:: TEXT EXTRACT ::
Sunday, April 3, 2011

Breath of Hope


(A sermon based on Ezekiel 37 and the vision of the valley of dry bones)

     This valley of dry bones that Ezekiel is led to in his vision seems pretty crazy to most of us, perhaps something out of the opening of a modern sci-fi film – a vast, desolate plain littered by dry and brittle bones. And yet, in our own time and experience, we know the sort of thing he is talking about, this vision is not as strange as we would like to think it is. We have seen them, in news reels and magazines and newspapers and documentaries, the countless trenches dug for mass graves in Germany, in Poland, in Russia, in Cambodia, in Rwanda, in Bosnia, silent testimony to man’s violence and inhumanity during the time of war. And time and again we have seen those photos and videos of communities beset by natural catastrophes, earthquakes in Turkey, mudslides in central America, most recently of the devastation wrought by the tsunami in northern Japan, where whole communities were wiped off the face of the earth.

            Like Ezekiel, we stand before the pit of grief and ask, Can these dry bones live? In a place where it seems like there is no future, can there be new life? In a time when the despair is overwhelming, can there be hope?

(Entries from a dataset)
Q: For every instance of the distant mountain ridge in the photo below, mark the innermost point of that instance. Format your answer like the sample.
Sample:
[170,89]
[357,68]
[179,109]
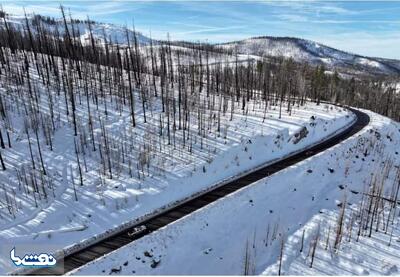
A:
[300,50]
[303,50]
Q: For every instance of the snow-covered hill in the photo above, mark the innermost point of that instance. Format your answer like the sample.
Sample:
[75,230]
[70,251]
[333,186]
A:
[113,33]
[244,232]
[302,50]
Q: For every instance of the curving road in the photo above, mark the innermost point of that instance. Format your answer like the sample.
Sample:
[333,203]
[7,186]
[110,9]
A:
[100,248]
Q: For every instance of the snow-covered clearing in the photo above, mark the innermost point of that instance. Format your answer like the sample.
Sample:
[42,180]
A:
[243,232]
[148,175]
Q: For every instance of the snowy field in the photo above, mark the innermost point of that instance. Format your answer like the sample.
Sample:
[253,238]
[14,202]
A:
[245,232]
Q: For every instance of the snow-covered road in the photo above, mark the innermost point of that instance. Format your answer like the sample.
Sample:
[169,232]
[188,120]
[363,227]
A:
[250,224]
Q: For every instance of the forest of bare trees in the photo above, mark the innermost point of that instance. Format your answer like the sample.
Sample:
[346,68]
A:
[51,76]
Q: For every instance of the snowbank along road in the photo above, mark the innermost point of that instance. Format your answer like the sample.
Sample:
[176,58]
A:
[100,248]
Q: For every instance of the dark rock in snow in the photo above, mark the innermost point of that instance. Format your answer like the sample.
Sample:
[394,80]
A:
[116,270]
[155,263]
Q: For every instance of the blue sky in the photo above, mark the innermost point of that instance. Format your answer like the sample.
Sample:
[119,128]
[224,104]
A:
[369,28]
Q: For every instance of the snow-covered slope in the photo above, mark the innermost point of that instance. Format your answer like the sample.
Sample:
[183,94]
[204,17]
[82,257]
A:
[302,50]
[114,33]
[249,226]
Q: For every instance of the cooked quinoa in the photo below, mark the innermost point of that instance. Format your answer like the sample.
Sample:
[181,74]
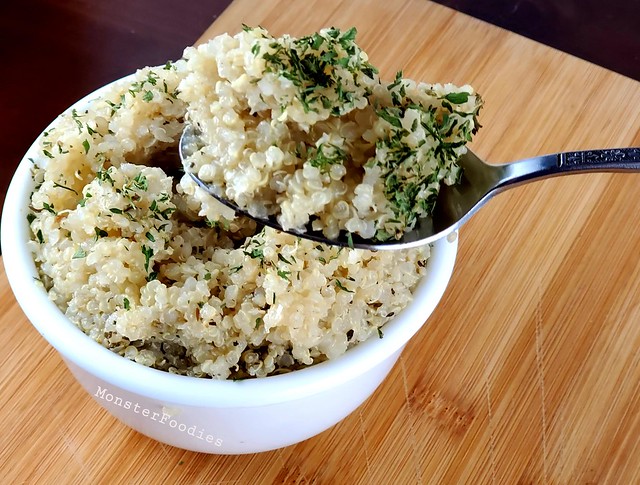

:: WHAT THIS TASK INVOLVES ::
Write what comes next in the sermon on Ezekiel's valley of dry bones, starting right after its final sentence.

:: WRITTEN RESPONSE ::
            These were our questions last April, when twenty folk drawn from this church, the Cotuit Federated Church, and North Falmouth Congregational Church, drove through the emptiness of neighborhood after neighborhood in New Orleans’ Ninth Ward and its neighboring town, St. Bernard’s Parish. In some areas, decaying, rotting houses, once submerged under nine plus feet of water, still tottered, each marked with the four-quadrant circle spray-painted by rescue teams in the aftermath of Katrina, indicating whether the utilities were still on, whether the house had been searched, whether there were any pets in the premises, whether any human remains were still inside. In other areas, including where we were put to work, the streets were lined by empty foundation slab after empty foundation slab, all that remained after their decaying, mold-infested structures had been bull-dozed away. All this, over four years after Katrina, over four years after the forced evacuations, after FEMA’s bungling, after formaldehyde-saturated trailers, after families and neighbors becoming separated and relocated to housing hundreds and even thousands of miles away, after federal and state red-tape delaying and at times preventing families from returning to rebuild. If these were not our exact words at the time, surely they could have been: “Can these dry bones live?” Can there be a future for this community? Can these displaced folk ever come together again?

            This is the meaning of Ezekiel’s vision. The dry bones, Ezekiel is told, represent the house of Israel. The valley refers to their exile in Babylon, where the dry bones of the once proud nation now lie lifeless and without hope. The question which God had asked Ezekiel at the outset of the vision, “Can these bones live?”, in reality means, “Can this community live once again? Can the exiles ever hope to go home again, be reconstituted, and prosper? If so, how in heaven can this be?”

            How in heaven, indeed. God tells Ezekiel to prophesy, and when he does, the bones come together again, sinews bind them together, flesh covers them. But still they do not live, for one thing more is required – the breath of God. And so at God’s command the wind is summoned – wind being a Hebrew equivalent to breath, to spirit, and the bones live once more, the community is resurrected to new life. In the face of death, where there is the Spirit of God, there is creation, there is new life, there is a resurrected community.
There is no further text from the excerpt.